DATA FOR REVIEW below:

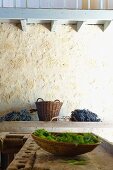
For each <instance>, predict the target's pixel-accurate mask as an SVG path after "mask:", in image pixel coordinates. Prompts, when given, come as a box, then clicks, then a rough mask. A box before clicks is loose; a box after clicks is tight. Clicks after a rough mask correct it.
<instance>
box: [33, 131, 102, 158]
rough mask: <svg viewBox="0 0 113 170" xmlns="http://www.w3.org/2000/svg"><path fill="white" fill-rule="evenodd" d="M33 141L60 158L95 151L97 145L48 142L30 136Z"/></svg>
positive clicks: (47, 141)
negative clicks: (59, 156)
mask: <svg viewBox="0 0 113 170" xmlns="http://www.w3.org/2000/svg"><path fill="white" fill-rule="evenodd" d="M32 138H33V139H34V141H35V142H36V143H37V144H38V145H39V146H40V147H42V148H43V149H44V150H45V151H47V152H50V153H52V154H54V155H60V156H75V155H81V154H84V153H87V152H90V151H92V150H93V149H95V148H96V147H97V146H98V145H99V144H100V142H99V143H95V144H78V145H76V144H73V143H66V142H57V141H49V140H46V139H43V138H40V137H38V136H35V135H33V134H32Z"/></svg>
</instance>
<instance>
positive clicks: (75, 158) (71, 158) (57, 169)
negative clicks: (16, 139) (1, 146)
mask: <svg viewBox="0 0 113 170" xmlns="http://www.w3.org/2000/svg"><path fill="white" fill-rule="evenodd" d="M78 159H81V160H83V159H85V162H84V163H85V164H84V165H76V164H73V163H71V160H72V161H73V160H78ZM18 169H19V170H58V169H60V170H113V155H111V154H109V153H107V152H106V151H105V150H104V149H103V147H102V146H98V147H97V148H96V149H94V150H93V151H92V152H90V153H87V154H84V155H81V156H79V157H68V158H67V157H58V156H54V155H52V154H50V153H48V152H46V151H44V150H43V149H41V148H40V147H39V146H38V145H37V144H36V143H35V142H34V141H33V140H32V138H29V139H28V140H27V141H26V143H25V144H24V146H23V147H22V149H21V150H20V151H19V153H18V154H17V155H16V157H15V159H14V160H13V162H12V163H11V164H10V165H9V167H8V169H7V170H18Z"/></svg>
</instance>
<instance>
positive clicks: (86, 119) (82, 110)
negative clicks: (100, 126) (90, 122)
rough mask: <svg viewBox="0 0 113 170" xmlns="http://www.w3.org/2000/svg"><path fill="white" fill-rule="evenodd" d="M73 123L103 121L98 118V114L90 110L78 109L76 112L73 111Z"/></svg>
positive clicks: (98, 121)
mask: <svg viewBox="0 0 113 170" xmlns="http://www.w3.org/2000/svg"><path fill="white" fill-rule="evenodd" d="M71 121H80V122H100V121H101V119H99V118H98V116H97V114H95V113H93V112H91V111H89V110H85V109H83V110H80V109H76V110H74V111H72V114H71Z"/></svg>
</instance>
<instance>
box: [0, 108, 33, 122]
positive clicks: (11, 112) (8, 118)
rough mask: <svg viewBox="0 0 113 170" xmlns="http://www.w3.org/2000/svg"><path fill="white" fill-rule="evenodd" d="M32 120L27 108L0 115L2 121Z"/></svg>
mask: <svg viewBox="0 0 113 170" xmlns="http://www.w3.org/2000/svg"><path fill="white" fill-rule="evenodd" d="M30 120H31V116H30V113H29V112H28V111H27V110H26V109H24V110H21V111H20V112H15V111H13V112H10V113H7V114H5V115H3V116H0V122H2V121H30Z"/></svg>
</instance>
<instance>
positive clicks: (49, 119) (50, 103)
mask: <svg viewBox="0 0 113 170" xmlns="http://www.w3.org/2000/svg"><path fill="white" fill-rule="evenodd" d="M39 100H41V101H39ZM35 104H36V108H37V111H38V116H39V120H40V121H50V120H51V119H52V118H53V117H57V116H58V115H59V112H60V109H61V106H62V104H63V103H62V102H60V101H59V100H55V101H44V100H43V99H42V98H38V99H37V101H36V102H35Z"/></svg>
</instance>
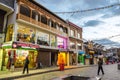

End of DATA FOR REVIEW.

* WORK INSTRUCTION
Please render every line of the records above as a JSON list of strings, one string per line, skipping blank lines. Leave the pictures out.

* ANSWER BOX
[
  "For each <instance>, predict the target's pixel-accurate mask as an SVG path after \"mask:\", in image pixel coordinates. Prompts, when given, come as a box, then clicks, then a rough mask. A box before clicks is loose; a box after clicks is tight. Clicks after a rough mask correct it.",
  "<instance>",
  "box: [33, 131, 102, 158]",
  "rough mask: <svg viewBox=\"0 0 113 170\" xmlns=\"http://www.w3.org/2000/svg\"><path fill=\"white\" fill-rule=\"evenodd\" d=\"M33 141L60 158L95 151L97 145L48 142L30 136Z\"/></svg>",
  "positive clicks: (47, 141)",
  "negative clicks: (59, 156)",
  "mask: <svg viewBox=\"0 0 113 170\" xmlns=\"http://www.w3.org/2000/svg\"><path fill=\"white\" fill-rule=\"evenodd\" d=\"M32 138H33V139H34V141H35V142H36V143H37V144H38V145H39V146H40V147H42V148H43V149H44V150H45V151H47V152H50V153H52V154H54V155H60V156H75V155H81V154H84V153H87V152H90V151H92V150H93V149H95V148H96V147H97V146H98V145H99V144H100V142H99V143H95V144H78V145H76V144H73V143H66V142H57V141H49V140H46V139H43V138H40V137H38V136H35V135H33V134H32Z\"/></svg>",
  "</instance>",
  "<instance>",
  "positive clicks: (75, 158) (71, 158) (57, 169)",
  "negative clicks: (16, 139) (1, 146)",
  "mask: <svg viewBox=\"0 0 113 170\" xmlns=\"http://www.w3.org/2000/svg\"><path fill=\"white\" fill-rule=\"evenodd\" d=\"M78 159H81V160H83V159H85V162H84V163H85V164H84V165H76V164H73V163H71V160H72V161H73V160H78ZM18 169H19V170H58V169H60V170H113V155H111V154H109V153H107V152H106V151H105V150H104V149H103V147H102V146H98V147H97V148H96V149H94V150H93V151H92V152H90V153H87V154H84V155H81V156H79V157H68V158H67V157H58V156H54V155H52V154H50V153H48V152H46V151H44V150H43V149H41V148H40V147H39V146H38V145H37V144H36V143H35V142H34V141H33V140H32V138H29V139H28V140H27V141H26V143H25V144H24V146H23V147H22V149H21V150H20V151H19V153H18V154H17V155H16V157H15V159H14V160H13V162H12V163H11V164H10V165H9V167H8V169H7V170H18Z\"/></svg>",
  "</instance>",
  "<instance>",
  "positive clicks: (86, 119) (82, 110)",
  "negative clicks: (100, 126) (90, 122)",
  "rough mask: <svg viewBox=\"0 0 113 170\" xmlns=\"http://www.w3.org/2000/svg\"><path fill=\"white\" fill-rule=\"evenodd\" d=\"M73 123L103 121L98 118V114L90 110L78 109L76 112L73 111Z\"/></svg>",
  "positive clicks: (98, 121)",
  "mask: <svg viewBox=\"0 0 113 170\" xmlns=\"http://www.w3.org/2000/svg\"><path fill=\"white\" fill-rule=\"evenodd\" d=\"M71 121H80V122H100V121H101V119H99V118H98V116H97V114H95V113H93V112H91V111H89V110H85V109H83V110H80V109H76V110H74V111H72V114H71Z\"/></svg>",
  "</instance>",
  "<instance>",
  "box: [0, 108, 33, 122]",
  "positive clicks: (11, 112) (8, 118)",
  "rough mask: <svg viewBox=\"0 0 113 170\" xmlns=\"http://www.w3.org/2000/svg\"><path fill=\"white\" fill-rule=\"evenodd\" d=\"M32 120L27 108L0 115L2 121Z\"/></svg>",
  "mask: <svg viewBox=\"0 0 113 170\" xmlns=\"http://www.w3.org/2000/svg\"><path fill=\"white\" fill-rule=\"evenodd\" d=\"M30 120H31V116H30V113H29V112H28V111H27V110H26V109H24V110H21V111H20V112H15V111H13V112H10V113H7V114H5V115H3V116H0V122H2V121H30Z\"/></svg>",
  "</instance>",
  "<instance>",
  "positive clicks: (49, 119) (50, 103)",
  "mask: <svg viewBox=\"0 0 113 170\" xmlns=\"http://www.w3.org/2000/svg\"><path fill=\"white\" fill-rule=\"evenodd\" d=\"M39 100H41V101H39ZM35 104H36V108H37V111H38V116H39V120H40V121H50V120H51V119H52V118H53V117H57V116H58V115H59V112H60V109H61V106H62V104H63V103H62V102H60V101H59V100H55V101H44V100H43V99H42V98H38V99H37V101H36V102H35Z\"/></svg>",
  "</instance>"
]